▶ Work to be completed: Copy out each line of the material in which the word "Target" appears.

======== Data to use ========

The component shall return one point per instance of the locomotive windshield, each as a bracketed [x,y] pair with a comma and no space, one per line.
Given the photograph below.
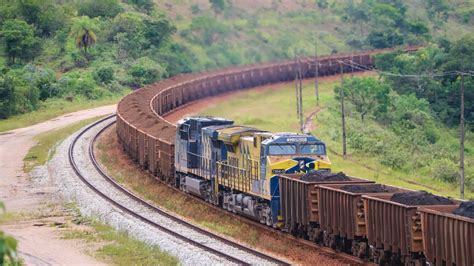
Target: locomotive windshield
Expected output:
[286,149]
[317,149]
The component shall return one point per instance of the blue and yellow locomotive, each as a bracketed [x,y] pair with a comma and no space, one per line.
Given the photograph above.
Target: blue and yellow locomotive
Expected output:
[235,166]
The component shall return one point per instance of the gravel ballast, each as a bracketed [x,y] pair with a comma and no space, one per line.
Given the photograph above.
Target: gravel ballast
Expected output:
[420,198]
[91,204]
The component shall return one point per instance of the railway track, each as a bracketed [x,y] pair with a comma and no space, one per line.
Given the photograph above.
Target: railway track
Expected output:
[317,248]
[224,243]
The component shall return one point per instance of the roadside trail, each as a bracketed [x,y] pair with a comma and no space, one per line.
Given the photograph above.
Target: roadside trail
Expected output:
[38,245]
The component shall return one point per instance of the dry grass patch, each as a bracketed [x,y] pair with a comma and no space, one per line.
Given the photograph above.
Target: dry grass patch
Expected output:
[118,165]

========

▶ Result of this task:
Target: locomotive windshield
Target: blue and yellow locomotive
Target: gravel ballast
Target: railway track
Target: roadside trail
Target: dry grass patch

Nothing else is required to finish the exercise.